:: Required tasks ::
1. List every person named in the mystery-book blog excerpt.
2. Copy everything in the mystery-book blog excerpt from "Thursday, August 6, 2009" down to "the next day.".
3. Continue the mystery-book blog excerpt from its last sentence.

:: Document passage ::
⁂

One interesting side note: Fenton has Anne George (who died in 2001) to thank for become a published author. As Fenton note, the pair "were on our way to a Sisters in Crime meeting one night and I was babbling on about Laura Lippman’s first book and how much I liked it when she said, 'Margaret, I don’t know why someone who loves mysteries as much as you do doesn’t try to write one.' I didn’t have a good answer for that. So the next day I started thinking about it. I am an LCSW and worked with child welfare for many years, so that seemed a good place to start."

Fenton is working on a sequel to the novel, titled Little Girl Gone, in what promises to become a new series.

Thursday, August 6, 2009

Detectives Don't Wear Seatbelts

 

Detectivesseatbelts In advance of the September release of the memoir Detectives Don't Wear Seatbelts: True Adventures of a Female P.I. by CiCi McNair, Hachette Books is offering readers of In Reference to Murder in the U.S. and Canada five free copies of the book. To enter, send an e-mail with your name and complete mailing address to bv@bvlawson.com with "Detectives Don't Wear Seatbelts" in the subject line, between now and midnight on August 31st. The five winners will be selected via random drawing and announced here the next day.

CiCi McNair fled a suffocating and emotionally-abusive childhood in Mississippi as soon as she could, taking a more traditional route at first with a Bachelor of Arts degree in American history. She used that degree to good effect researching the award-winning CBC documentary Connections, about organized crime in Canada. That led to news anchoring in Rome and a news broadcast stint on Vatican Radio.

But that wasn't enough for McNair. After years traveling around Europe, she returned to New York in 1994, divorced, broke and "camping out in a  borrowed apartment with an open suitcase under a dining room table."  She impulsively decided to become a private detective and started calling agencies in the Yellow Pages starting with "A" and working her way down the alphabet, before she was hired on April Fool's Day by a firm willing to give her a chance. Since then, she's worked for an ex-homicide detective in Mississippi with her 84-year-old mother riding shotgun in the surveillance car, joined a zany private eye firm in Hell's Kitchen fighting counterfeiters, and worked undercover with New York City law enforcement investigating the Born to Kill gang in Chinatown and the Middle Eastern underworld west of Broadway.

⁂

:: Record set ::
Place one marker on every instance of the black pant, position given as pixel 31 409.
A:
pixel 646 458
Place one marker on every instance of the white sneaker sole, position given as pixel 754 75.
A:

⁂

:: Responses per task ::
1.
- Fenton (addressed in the quoted remark as Margaret)
- Anne George
- Laura Lippman
- CiCi McNair

2.
Thursday, August 6, 2009

Detectives Don't Wear Seatbelts

 

Detectivesseatbelts In advance of the September release of the memoir Detectives Don't Wear Seatbelts: True Adventures of a Female P.I. by CiCi McNair, Hachette Books is offering readers of In Reference to Murder in the U.S. and Canada five free copies of the book. To enter, send an e-mail with your name and complete mailing address to bv@bvlawson.com with "Detectives Don't Wear Seatbelts" in the subject line, between now and midnight on August 31st. The five winners will be selected via random drawing and announced here the next day.

3.
Since 2003 she's been head of the international firm Great Star Investigations, first in Miami and now in Philadelphia. Her firm handles cases including counterfeit pharmaceuticals, missing persons, stolen art recovery, and murder. McNair herself also works as a court-appointed investigator handling capital and non-capital cases. 

Detectives Don't Wear Seatbelts often reads like a first-person novel, and McNair has a flair for storytelling, as well as plenty of insights into her male-dominated field. Of her encounters with the Feebs (FBI), U.S. marshals, NYPD, Jersey cops, and others she encountered while working undercover in Chinatown, she says

"There were always ex-cops coming in and out of the office and others on the phone. The worst of them were racist, sexist, dishonest, and dumb. The best of them had a genuine urge or even a need to be protective of others. They were savvy and resourceful, and if there's anything I ever want to be called--it's that. Their brains turned me on. In every way. But I never did more than fantasize about making love to a detective. It would have been far too dangerous for my future. Detectives are skeptics, paranoid, and gossip like mad when they're not putting two and two together on their own. But it wasn't just fear of damaging my reputation. It would have made incest look like breaking a diet."